● **Exercise goal**:
Rewrite the entries below, replacing every instance of "bounding box" with "bounding rectangle" and leaving everything else untouched.

---------- Exercise inputs ----------

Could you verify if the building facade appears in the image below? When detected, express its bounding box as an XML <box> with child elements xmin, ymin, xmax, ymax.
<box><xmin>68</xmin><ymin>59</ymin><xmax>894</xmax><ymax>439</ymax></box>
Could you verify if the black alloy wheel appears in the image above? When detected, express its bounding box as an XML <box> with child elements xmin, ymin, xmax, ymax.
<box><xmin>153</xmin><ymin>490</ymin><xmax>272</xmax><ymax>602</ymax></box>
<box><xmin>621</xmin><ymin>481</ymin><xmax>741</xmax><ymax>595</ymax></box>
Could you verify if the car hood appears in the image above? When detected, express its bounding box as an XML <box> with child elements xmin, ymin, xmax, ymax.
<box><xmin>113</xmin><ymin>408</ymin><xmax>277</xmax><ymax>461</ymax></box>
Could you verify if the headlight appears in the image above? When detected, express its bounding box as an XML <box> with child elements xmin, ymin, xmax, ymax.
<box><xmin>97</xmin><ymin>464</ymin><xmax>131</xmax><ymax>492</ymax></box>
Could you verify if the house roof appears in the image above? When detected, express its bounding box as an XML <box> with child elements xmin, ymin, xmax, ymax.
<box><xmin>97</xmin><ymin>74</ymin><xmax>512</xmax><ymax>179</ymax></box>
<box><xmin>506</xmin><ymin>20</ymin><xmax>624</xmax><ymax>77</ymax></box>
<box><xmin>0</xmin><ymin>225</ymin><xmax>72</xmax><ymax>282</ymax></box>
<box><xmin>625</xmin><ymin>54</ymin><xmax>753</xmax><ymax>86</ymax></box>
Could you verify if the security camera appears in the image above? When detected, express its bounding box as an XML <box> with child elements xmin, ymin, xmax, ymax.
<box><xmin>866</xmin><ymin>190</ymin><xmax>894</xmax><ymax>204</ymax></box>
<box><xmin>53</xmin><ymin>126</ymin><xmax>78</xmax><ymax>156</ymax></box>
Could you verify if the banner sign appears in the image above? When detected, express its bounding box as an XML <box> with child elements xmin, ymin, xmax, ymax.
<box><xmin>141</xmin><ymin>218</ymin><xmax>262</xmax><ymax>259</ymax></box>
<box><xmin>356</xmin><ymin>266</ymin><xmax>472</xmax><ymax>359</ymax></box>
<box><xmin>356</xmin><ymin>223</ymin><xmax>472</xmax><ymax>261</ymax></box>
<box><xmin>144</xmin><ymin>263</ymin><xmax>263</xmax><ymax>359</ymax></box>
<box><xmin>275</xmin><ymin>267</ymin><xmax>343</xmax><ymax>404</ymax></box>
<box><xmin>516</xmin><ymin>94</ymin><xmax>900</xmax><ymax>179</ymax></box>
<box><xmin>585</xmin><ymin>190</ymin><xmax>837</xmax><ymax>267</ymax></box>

----------

● **Exercise answer**:
Could you verify if the building facade appears in the image below? When detected, express its bounding rectangle as an XML <box> with child elements xmin, ymin, xmax, ymax.
<box><xmin>68</xmin><ymin>59</ymin><xmax>894</xmax><ymax>439</ymax></box>
Could you verify if the black alloy wheel appears in the image above? When detected, express its bounding rectangle as an XML <box> with child elements xmin, ymin, xmax, ymax.
<box><xmin>153</xmin><ymin>490</ymin><xmax>272</xmax><ymax>602</ymax></box>
<box><xmin>621</xmin><ymin>481</ymin><xmax>741</xmax><ymax>595</ymax></box>
Could you verify if the car hood appears in the image above? When detected, express its bounding rectangle as an XML <box> with child elements xmin, ymin, xmax, ymax.
<box><xmin>113</xmin><ymin>408</ymin><xmax>277</xmax><ymax>461</ymax></box>
Could you verify if the headlight appears in the image above? When detected, express its bounding rectangle as an XML <box> with child elements xmin, ymin, xmax, ymax.
<box><xmin>97</xmin><ymin>464</ymin><xmax>131</xmax><ymax>492</ymax></box>
Could you verify if the house roof appears in the image above? When detected, express its bounding rectangle as an XML <box> with child elements xmin, ymin, xmax, ymax.
<box><xmin>97</xmin><ymin>74</ymin><xmax>512</xmax><ymax>179</ymax></box>
<box><xmin>506</xmin><ymin>20</ymin><xmax>624</xmax><ymax>77</ymax></box>
<box><xmin>0</xmin><ymin>225</ymin><xmax>72</xmax><ymax>282</ymax></box>
<box><xmin>625</xmin><ymin>54</ymin><xmax>753</xmax><ymax>86</ymax></box>
Could you verify if the security camera appears in the image above? When detected, express its bounding rectangle as an XML <box> with child elements xmin, ymin, xmax, ymax.
<box><xmin>866</xmin><ymin>190</ymin><xmax>894</xmax><ymax>204</ymax></box>
<box><xmin>53</xmin><ymin>126</ymin><xmax>78</xmax><ymax>156</ymax></box>
Could you verify if the banner sign appears in the image above? When detected, express its bounding rectangle as an XML <box> with child elements xmin, ymin, xmax, ymax.
<box><xmin>141</xmin><ymin>218</ymin><xmax>262</xmax><ymax>259</ymax></box>
<box><xmin>356</xmin><ymin>266</ymin><xmax>472</xmax><ymax>359</ymax></box>
<box><xmin>356</xmin><ymin>223</ymin><xmax>472</xmax><ymax>261</ymax></box>
<box><xmin>144</xmin><ymin>263</ymin><xmax>263</xmax><ymax>359</ymax></box>
<box><xmin>275</xmin><ymin>267</ymin><xmax>343</xmax><ymax>404</ymax></box>
<box><xmin>516</xmin><ymin>94</ymin><xmax>900</xmax><ymax>179</ymax></box>
<box><xmin>585</xmin><ymin>190</ymin><xmax>837</xmax><ymax>267</ymax></box>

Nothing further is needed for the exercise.